Work instructions –
Reproduce, character for character, the stretch of the listing below from the line containing "for the curb." through the line containing "[64,45,71,145]".

----- Material supplied

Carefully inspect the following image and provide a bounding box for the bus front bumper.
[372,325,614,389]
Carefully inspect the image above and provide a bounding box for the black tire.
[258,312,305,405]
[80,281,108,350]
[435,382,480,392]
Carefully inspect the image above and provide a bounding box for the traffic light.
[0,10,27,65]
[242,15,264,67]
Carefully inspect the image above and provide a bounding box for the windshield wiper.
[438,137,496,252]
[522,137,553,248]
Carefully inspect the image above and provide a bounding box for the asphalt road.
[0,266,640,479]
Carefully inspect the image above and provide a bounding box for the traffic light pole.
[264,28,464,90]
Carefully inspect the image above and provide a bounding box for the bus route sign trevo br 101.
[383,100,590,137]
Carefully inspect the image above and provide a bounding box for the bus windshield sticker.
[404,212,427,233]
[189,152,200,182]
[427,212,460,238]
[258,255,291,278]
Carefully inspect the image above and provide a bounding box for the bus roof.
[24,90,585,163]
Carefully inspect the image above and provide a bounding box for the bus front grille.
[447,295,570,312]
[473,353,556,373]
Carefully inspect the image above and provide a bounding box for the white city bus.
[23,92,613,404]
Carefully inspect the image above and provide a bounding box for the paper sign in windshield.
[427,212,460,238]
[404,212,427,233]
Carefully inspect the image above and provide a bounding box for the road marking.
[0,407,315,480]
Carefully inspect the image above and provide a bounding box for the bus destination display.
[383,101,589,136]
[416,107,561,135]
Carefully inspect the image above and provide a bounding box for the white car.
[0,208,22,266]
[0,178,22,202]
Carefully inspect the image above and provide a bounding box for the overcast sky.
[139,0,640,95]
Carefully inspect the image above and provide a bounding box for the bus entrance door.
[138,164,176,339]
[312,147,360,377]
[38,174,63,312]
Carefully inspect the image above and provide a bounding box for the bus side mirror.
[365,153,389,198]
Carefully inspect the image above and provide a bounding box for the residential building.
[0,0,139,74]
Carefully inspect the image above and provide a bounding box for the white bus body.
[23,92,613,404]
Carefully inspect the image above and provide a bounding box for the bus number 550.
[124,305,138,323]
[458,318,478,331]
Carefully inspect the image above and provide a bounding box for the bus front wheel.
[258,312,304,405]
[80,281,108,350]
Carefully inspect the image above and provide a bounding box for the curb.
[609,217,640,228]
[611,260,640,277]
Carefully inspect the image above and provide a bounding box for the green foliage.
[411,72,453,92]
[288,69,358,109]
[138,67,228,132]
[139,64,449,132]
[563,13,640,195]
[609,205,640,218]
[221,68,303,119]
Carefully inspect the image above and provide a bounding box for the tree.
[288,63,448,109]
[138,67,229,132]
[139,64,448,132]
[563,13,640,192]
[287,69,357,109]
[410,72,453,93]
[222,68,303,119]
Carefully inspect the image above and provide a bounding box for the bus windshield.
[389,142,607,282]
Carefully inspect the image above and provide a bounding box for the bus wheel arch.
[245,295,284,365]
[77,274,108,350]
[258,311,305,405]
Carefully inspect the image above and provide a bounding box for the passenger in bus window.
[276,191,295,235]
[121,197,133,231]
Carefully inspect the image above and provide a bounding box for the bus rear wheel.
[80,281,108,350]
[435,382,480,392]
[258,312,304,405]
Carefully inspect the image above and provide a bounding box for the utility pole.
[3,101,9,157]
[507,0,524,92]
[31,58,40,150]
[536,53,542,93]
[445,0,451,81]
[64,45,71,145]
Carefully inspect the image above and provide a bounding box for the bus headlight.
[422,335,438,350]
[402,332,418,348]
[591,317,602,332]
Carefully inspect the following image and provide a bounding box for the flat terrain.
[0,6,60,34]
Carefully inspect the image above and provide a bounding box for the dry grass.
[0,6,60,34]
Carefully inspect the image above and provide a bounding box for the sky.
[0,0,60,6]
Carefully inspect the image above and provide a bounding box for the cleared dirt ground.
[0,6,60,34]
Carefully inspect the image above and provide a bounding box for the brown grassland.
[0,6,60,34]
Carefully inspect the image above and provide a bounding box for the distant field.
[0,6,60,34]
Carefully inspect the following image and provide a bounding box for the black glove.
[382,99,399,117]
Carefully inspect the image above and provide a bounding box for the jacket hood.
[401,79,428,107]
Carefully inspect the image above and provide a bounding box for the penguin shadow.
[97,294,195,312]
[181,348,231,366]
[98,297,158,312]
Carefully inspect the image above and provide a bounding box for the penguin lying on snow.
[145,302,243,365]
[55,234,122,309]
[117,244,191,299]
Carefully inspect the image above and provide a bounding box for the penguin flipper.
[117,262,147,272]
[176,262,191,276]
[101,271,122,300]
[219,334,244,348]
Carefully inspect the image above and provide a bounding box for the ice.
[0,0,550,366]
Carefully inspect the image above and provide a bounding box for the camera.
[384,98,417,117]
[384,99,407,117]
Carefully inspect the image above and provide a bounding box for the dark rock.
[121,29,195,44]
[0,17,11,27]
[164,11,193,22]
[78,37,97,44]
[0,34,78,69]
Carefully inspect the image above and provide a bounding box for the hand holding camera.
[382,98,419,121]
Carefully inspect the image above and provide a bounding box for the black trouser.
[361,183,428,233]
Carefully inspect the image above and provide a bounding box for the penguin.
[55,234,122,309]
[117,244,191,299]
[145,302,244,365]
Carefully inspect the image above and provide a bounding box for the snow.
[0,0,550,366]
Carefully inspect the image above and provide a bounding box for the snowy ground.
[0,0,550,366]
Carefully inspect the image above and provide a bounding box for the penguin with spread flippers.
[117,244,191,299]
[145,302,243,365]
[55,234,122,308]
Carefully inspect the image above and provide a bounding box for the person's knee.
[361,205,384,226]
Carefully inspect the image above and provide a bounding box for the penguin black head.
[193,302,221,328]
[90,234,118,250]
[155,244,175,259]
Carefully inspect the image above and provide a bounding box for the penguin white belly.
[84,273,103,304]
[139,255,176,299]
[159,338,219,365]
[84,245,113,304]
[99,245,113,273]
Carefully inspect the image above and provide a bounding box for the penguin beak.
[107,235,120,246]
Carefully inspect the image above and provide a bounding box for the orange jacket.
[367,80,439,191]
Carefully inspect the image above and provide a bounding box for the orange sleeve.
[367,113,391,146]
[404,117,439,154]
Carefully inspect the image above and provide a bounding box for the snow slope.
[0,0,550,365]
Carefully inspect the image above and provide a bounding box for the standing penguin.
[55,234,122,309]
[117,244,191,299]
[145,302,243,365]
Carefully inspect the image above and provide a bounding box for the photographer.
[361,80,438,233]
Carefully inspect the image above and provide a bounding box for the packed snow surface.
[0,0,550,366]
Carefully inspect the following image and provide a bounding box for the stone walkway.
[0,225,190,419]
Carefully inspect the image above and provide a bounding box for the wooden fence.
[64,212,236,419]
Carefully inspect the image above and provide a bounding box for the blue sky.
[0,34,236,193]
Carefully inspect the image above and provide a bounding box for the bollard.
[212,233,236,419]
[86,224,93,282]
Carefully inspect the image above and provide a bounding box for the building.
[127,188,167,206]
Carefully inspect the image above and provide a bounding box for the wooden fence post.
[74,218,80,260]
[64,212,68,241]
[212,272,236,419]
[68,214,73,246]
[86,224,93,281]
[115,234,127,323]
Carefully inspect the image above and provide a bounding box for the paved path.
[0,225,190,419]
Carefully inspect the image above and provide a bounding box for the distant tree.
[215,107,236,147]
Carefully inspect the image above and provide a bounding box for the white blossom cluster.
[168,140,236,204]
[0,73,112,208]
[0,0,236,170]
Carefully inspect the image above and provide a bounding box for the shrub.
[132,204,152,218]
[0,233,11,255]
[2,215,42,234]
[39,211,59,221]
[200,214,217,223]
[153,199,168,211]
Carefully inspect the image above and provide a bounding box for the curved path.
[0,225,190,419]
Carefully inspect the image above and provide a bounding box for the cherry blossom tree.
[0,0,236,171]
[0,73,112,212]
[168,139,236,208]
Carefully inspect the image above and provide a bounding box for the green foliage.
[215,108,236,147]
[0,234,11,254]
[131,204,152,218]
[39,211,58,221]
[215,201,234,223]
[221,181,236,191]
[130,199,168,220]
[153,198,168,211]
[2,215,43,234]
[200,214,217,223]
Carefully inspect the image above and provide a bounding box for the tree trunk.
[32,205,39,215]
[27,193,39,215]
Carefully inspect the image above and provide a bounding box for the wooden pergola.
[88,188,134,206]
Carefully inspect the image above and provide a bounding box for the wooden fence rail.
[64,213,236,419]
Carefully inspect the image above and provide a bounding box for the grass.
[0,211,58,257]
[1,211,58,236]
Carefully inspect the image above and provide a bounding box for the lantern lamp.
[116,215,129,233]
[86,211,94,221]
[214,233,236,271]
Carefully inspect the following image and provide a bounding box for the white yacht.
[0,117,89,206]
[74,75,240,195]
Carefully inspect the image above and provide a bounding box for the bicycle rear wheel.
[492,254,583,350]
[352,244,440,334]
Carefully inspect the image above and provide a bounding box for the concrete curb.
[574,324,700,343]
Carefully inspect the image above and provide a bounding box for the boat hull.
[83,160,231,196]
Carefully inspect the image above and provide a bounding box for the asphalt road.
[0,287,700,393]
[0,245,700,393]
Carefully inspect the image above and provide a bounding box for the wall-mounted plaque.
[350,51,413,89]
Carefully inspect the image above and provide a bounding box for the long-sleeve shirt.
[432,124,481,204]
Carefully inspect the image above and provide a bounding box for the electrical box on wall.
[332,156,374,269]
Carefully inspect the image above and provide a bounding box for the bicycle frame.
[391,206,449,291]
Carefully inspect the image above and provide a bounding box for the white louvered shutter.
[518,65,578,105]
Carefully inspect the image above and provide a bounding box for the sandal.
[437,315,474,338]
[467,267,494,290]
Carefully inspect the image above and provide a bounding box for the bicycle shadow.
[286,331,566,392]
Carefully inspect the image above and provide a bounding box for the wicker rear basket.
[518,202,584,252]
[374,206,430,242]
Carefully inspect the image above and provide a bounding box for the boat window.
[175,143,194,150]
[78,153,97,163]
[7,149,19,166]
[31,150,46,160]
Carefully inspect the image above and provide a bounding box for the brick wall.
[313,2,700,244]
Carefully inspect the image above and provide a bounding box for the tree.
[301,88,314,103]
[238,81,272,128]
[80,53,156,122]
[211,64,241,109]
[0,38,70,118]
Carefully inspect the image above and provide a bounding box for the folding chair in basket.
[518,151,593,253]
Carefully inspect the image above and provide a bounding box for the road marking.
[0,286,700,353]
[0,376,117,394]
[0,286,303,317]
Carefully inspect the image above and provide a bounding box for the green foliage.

----------

The output –
Carefully inspect the image above and provide a bounding box for the curb.
[609,217,640,228]
[611,260,640,277]
Carefully inspect the image above and provide a bounding box for the green foliage.
[411,72,453,92]
[288,69,358,109]
[138,67,228,132]
[139,64,449,132]
[563,13,640,195]
[609,205,640,218]
[221,68,303,119]
Carefully inspect the image above and provide a bounding box for the tree.
[288,63,448,109]
[138,67,229,132]
[139,64,448,132]
[563,13,640,192]
[287,69,357,109]
[410,72,453,93]
[222,68,303,119]
Carefully inspect the image above and provide a bounding box for the bus windshield.
[389,142,607,282]
Carefully inspect the image above and provide a bounding box for the bus wheel arch.
[245,295,284,365]
[77,274,108,350]
[258,311,305,405]
Carefully inspect the image above and provide a bounding box for the passenger in bus window.
[276,191,295,235]
[121,197,133,231]
Carefully inspect the image above and provide a bounding box for the bus rear wheel.
[80,281,108,350]
[435,382,480,392]
[258,312,304,405]
Carefully inspect the image above and provide a bounding box for the utility pole.
[3,101,9,157]
[507,0,524,92]
[31,58,40,150]
[536,53,542,93]
[445,0,451,81]
[64,45,71,145]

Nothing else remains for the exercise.